_Task to complete_: Resume the text on law, morality and syariah jurisdiction, picking up right after its final sentence.

_Supplied text_:
******************************

Second, state power to punish crimes against the precepts of Islam is limited by the words “except in regard to matters included in the Federal List” or “covered by federal law”.
Third, syariah courts have jurisdiction only over persons professing the religion of Islam.
Fourth, the penalty imposable by syariah courts is limited to three years’ jail, RM5,000 fine and six lashes.
To raise the spectre of hudud (i.e. serious crimes like theft, punishment for which is prescribed in the Quran) is meant to instil fear. Violation of licensing conditions by salons has nothing to do with the hudud.
Law and morality: Instead of raising false issues of religious imposition, the proper agenda for debate is the perennial one of law and morality. Is it the business of the state to use the blunt instrument of the law to enforce moral propriety? Or should individual autonomy and freedom be preserved?
Legal liberalism: Supporters of legal liberalism assert that it is not the business of the law to trespass into matters of private moral conduct.
Legal coercion can only be justified for the purpose of preventing harm to others.
Unless there is a deliberate attempt to equate the sphere of crime with that of sin, there must remain a sphere of private morality that is best left to the individual’s conscience.
The so-called “moral majority” (the existence of which is extremely problematic to prove) has no moral right to dictate to the minority how it ought to live.
Individuals have a right to the widest possible autonomy and freedom of choice, unless their conduct causes detriment to the society of which they are a part.
In a democracy, value pluralism must be allowed. People have a “right to be wrong” on personal matters.
Traditionalists: Such liberalism is rejected by most traditionalists, fundamentalists and moralists.
In their view, it is not morally wrong to uphold the moral position. The state has many functions.
Promoting the virtuous life is one of them. If the state can intervene in moral issues such as women’s and workers’ rights, it can with similar justification intervene in matters of conventional morality.
The perverse new virtue of value relativism, which urges people to be non-judgmental on issues of morality and immorality, must be questioned. In many modern societies, rejection of absolute values has often led to a rejection of all values.

******************************

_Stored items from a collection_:
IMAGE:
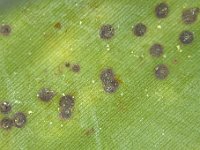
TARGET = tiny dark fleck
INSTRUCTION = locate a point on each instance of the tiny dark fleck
(46, 94)
(110, 84)
(65, 113)
(161, 72)
(67, 101)
(67, 64)
(107, 31)
(189, 16)
(186, 37)
(75, 68)
(162, 10)
(19, 120)
(5, 107)
(58, 25)
(6, 123)
(139, 29)
(156, 50)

******************************

_Exercise answer_:
Belief in relativity has led to the acceptance of the Shakespearean idea that “nothing is good or bad but thinking makes it so”.
Rejection of religion and tradition have led to a situation where belief in nothing often leads to a belief in anything!
State intervention in matters of sex morality is justified because a pervasive moral permissiveness and emptiness permeate modern society.
We are threatened more by moral anarchy than by dictatorship; more by decadence and apathy than by fanaticism.
Under these circumstances, the dualism supported by the liberals between law and morality needs to be subordinated to a more complex unity, which seeks the interaction of secular and spiritual aspects ot life rather than their compartmentalisation.
Whether the liberal or the paternalistic view is better is ultimately a matter of subjective values and jurisprudential perspective. No knock-down argument is available to demolish either view.
A dialogue is necessary not only on issues of hair salons but on a whole range of issues on which the human rights and autonomy argument comes face to face with a traditionalist value system.
Not only in Malaysia, but in other societies, painful issues of personal autonomy versus moral propriety tug at our conscience.
There are debates about abortion in Ireland, same sex marriages in the United States, homosexuality and sex-change operations in Malaysia and divorce in Philippines.
No simple answers are available. All that one can say is that there must be widest posssible discussion before any decision is made.
The author wishes all Christian friends “Merry Christmas and Happy New Year”.